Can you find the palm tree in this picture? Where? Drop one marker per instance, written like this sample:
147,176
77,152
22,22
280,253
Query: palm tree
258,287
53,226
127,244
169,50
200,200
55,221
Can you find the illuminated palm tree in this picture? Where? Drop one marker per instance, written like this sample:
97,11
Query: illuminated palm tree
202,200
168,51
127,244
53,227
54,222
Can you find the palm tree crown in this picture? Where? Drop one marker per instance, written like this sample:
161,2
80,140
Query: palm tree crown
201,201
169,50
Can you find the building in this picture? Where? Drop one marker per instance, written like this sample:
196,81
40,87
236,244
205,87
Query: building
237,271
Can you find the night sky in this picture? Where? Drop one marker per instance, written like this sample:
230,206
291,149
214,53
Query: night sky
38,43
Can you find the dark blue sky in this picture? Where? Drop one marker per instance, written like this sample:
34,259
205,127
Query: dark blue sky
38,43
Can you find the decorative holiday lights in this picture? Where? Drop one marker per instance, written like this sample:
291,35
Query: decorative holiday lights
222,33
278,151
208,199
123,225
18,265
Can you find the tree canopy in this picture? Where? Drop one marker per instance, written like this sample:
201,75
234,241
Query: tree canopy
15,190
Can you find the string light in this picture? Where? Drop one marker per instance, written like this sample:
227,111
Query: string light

□ □ □

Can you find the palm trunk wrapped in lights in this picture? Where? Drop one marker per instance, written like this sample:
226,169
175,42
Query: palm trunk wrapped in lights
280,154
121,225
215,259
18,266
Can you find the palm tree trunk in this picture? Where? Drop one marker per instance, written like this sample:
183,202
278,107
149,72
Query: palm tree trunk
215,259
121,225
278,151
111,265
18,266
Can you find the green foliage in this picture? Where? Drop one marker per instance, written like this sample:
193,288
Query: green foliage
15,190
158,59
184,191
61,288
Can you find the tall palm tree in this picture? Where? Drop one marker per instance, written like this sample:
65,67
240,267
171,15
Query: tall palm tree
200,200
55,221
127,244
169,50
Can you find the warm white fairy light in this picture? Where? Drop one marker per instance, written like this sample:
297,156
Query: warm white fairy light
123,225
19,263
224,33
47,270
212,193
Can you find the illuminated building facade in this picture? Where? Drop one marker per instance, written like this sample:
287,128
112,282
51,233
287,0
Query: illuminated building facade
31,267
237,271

□ □ □

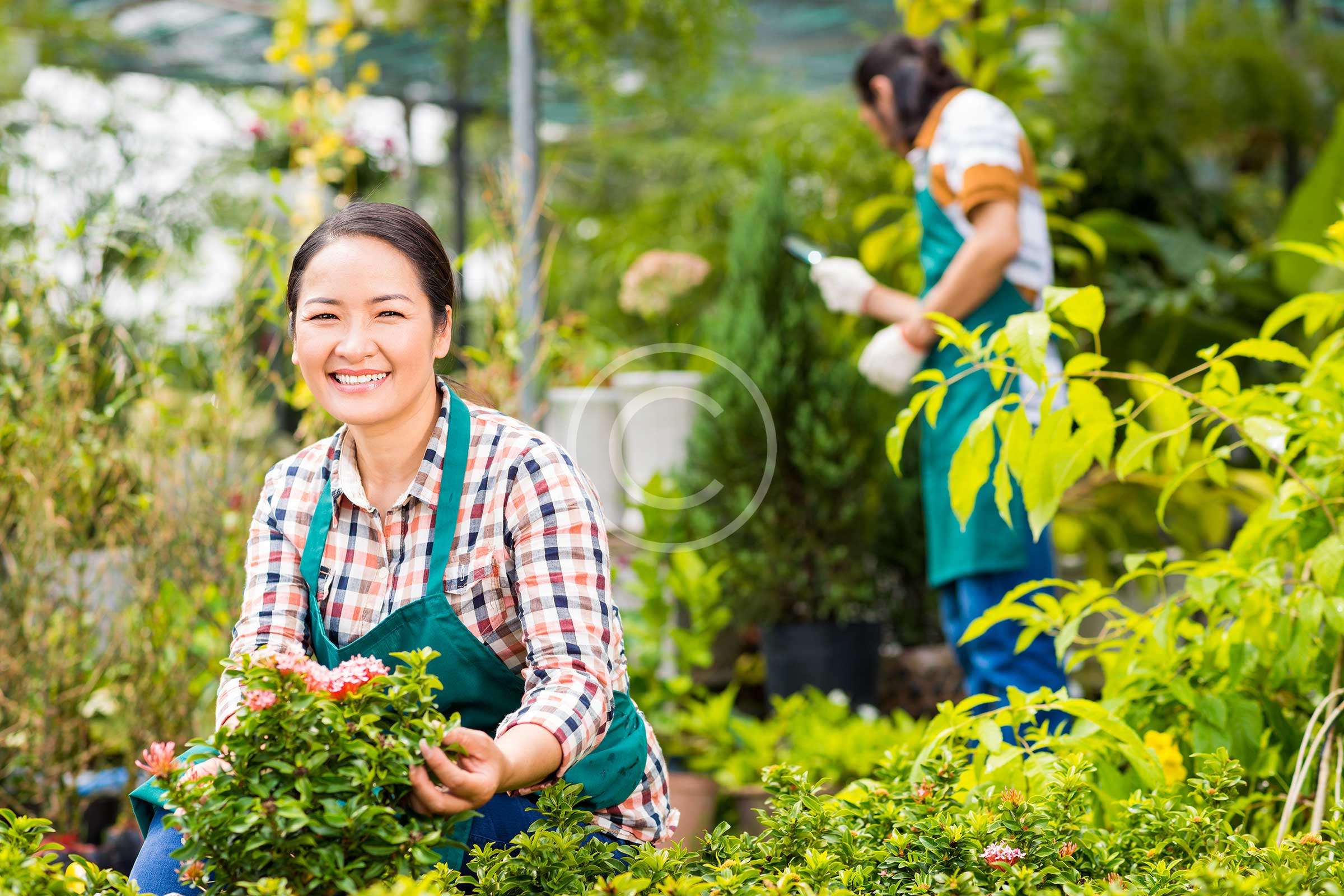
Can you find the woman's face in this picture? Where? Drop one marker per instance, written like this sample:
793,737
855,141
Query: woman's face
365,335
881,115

□ □ □

- _GIVEN PROBLEM_: Find each line in the listing above that contains the word "white" and copy those lines out.

- _REPLY TO THE TASK_:
Can you find the warm white fairy light in this picture? Where? Drop one marker per instance, written like this sample:
Query: warm white fairy light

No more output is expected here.